== SELECTED EXTRACT
Hyundai Motor Company has been supporting the works of numerous artists through different art institutions with the aim of providing a variety of experiences to a larger audience.

Photo by The Punisher on Unsplash

Hyundai Motor Company, the largest automobile manufacturer in Korea, and the National Museum of Modern and Contemporary Art entered into a large-scale partnership in November 2013 to commemorate the opening of the museum’s Seoul branch.

In the announcement, Hyundai promised a total of 12 billion KRW (Korean won) to the museum for ten years beginning in 2014, including 9 billion KRW for exhibitions by established artists and 3 billion KRW for exhibitions by young and emerging artists. It was one of the first large-scale, long-term sponsorships by an enterprise to support artists in the country.

Based on its corporate mission to create a “sustainable, human-centered future” through its products, Hyundai Motor Company has been providing various cultural and artistic supports. Instead of opening its own art museums or galleries, Hyundai has been supporting the works of numerous artists through different art institutions with the aim of providing a variety of experiences to a larger audience.

The company has entered into two partnerships with the National Museum of Modern and Contemporary Art (MMCA) to support the artistic activities of established and emerging Korean artists.

MMCA Hyundai Motor Series for Established Korean Artists
Yeondoo Jung, Exhibition View: Crow's Eye View, 2022, Immersive Video, 5K, Color, Sound, 14min 16sec. Courtesy of the artist and the Ulsan Art Museum, Ulsan, Korea.

On March 6, Yeondoo Jung was selected as the artist for the 2023 edition of the MMCA Hyundai Motor Series exhibition, which is sponsored by Hyundai Motor Company and organized by the National Museum of Modern and Contemporary Art.
====
Answer these questions using the text on Hyundai's support for the arts:
(a) In what month and year did Hyundai Motor Company and the National Museum of Modern and Contemporary Art enter into their partnership?
(b) How much did Hyundai promise for exhibitions by young and emerging artists?
(c) Which artist was selected for the 2023 edition of the MMCA Hyundai Motor Series exhibition?
== DATA EXCERPTS
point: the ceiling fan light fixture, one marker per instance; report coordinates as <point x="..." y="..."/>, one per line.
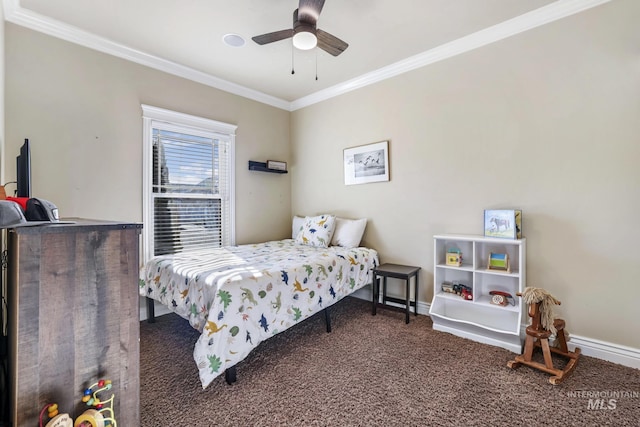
<point x="304" y="39"/>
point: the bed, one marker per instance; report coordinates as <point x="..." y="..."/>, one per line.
<point x="239" y="296"/>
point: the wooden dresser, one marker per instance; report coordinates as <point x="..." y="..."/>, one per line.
<point x="73" y="317"/>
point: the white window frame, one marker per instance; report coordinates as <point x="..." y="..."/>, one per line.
<point x="155" y="117"/>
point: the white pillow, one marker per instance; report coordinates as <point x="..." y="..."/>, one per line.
<point x="317" y="230"/>
<point x="348" y="232"/>
<point x="296" y="226"/>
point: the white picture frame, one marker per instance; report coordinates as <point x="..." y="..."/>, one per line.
<point x="366" y="163"/>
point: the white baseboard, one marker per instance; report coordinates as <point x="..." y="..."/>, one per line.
<point x="616" y="353"/>
<point x="623" y="355"/>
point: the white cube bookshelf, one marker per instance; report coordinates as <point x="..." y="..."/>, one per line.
<point x="478" y="319"/>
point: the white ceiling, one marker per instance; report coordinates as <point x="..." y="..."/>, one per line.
<point x="385" y="37"/>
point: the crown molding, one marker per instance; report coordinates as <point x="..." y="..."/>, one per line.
<point x="559" y="9"/>
<point x="538" y="17"/>
<point x="34" y="21"/>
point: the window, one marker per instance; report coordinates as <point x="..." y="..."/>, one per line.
<point x="188" y="182"/>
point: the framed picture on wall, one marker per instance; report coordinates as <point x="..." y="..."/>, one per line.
<point x="366" y="163"/>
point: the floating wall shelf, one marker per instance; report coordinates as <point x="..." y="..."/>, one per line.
<point x="262" y="167"/>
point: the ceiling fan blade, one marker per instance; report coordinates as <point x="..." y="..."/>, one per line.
<point x="273" y="37"/>
<point x="309" y="10"/>
<point x="330" y="43"/>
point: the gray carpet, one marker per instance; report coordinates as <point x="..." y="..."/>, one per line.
<point x="373" y="370"/>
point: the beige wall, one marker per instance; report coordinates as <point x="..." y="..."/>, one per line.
<point x="547" y="121"/>
<point x="81" y="111"/>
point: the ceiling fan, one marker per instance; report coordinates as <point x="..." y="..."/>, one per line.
<point x="304" y="32"/>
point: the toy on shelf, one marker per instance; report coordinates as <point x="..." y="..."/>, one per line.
<point x="502" y="298"/>
<point x="102" y="415"/>
<point x="454" y="257"/>
<point x="56" y="418"/>
<point x="499" y="262"/>
<point x="459" y="289"/>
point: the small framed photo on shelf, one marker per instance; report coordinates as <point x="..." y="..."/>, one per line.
<point x="276" y="165"/>
<point x="504" y="223"/>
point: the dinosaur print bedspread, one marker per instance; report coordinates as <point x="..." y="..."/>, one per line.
<point x="239" y="296"/>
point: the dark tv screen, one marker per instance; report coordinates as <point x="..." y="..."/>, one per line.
<point x="23" y="171"/>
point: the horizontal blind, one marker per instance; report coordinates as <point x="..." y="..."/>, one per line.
<point x="188" y="187"/>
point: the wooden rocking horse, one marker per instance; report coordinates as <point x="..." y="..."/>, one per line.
<point x="542" y="326"/>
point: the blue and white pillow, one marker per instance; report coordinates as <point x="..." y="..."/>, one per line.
<point x="317" y="231"/>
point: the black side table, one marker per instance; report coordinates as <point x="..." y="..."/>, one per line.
<point x="396" y="271"/>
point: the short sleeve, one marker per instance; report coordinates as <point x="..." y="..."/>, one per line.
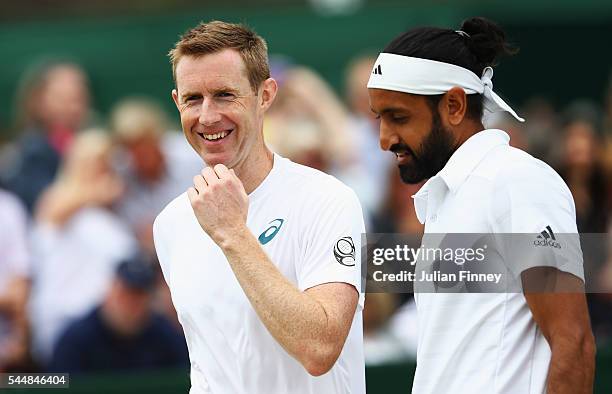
<point x="332" y="242"/>
<point x="534" y="205"/>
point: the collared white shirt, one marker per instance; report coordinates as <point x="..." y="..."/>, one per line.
<point x="487" y="342"/>
<point x="303" y="219"/>
<point x="14" y="253"/>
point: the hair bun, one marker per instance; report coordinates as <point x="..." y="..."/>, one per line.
<point x="487" y="40"/>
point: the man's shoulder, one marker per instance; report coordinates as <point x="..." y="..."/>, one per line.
<point x="518" y="167"/>
<point x="178" y="206"/>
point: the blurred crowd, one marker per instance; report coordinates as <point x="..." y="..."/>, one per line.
<point x="80" y="287"/>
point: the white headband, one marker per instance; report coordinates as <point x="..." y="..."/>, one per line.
<point x="429" y="77"/>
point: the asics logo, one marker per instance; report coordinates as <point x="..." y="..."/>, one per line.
<point x="271" y="231"/>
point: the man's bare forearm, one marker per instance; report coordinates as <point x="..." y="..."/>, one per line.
<point x="572" y="365"/>
<point x="299" y="322"/>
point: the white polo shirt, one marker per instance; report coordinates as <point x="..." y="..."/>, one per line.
<point x="310" y="226"/>
<point x="487" y="342"/>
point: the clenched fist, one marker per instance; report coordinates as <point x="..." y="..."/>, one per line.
<point x="219" y="202"/>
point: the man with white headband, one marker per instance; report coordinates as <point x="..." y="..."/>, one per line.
<point x="430" y="88"/>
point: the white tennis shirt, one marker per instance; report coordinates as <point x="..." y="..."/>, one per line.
<point x="488" y="342"/>
<point x="310" y="225"/>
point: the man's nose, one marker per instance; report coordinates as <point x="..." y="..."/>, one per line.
<point x="209" y="113"/>
<point x="387" y="138"/>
====
◆ **THE RESPONSE**
(a) November 2013
(b) 3 billion KRW
(c) Yeondoo Jung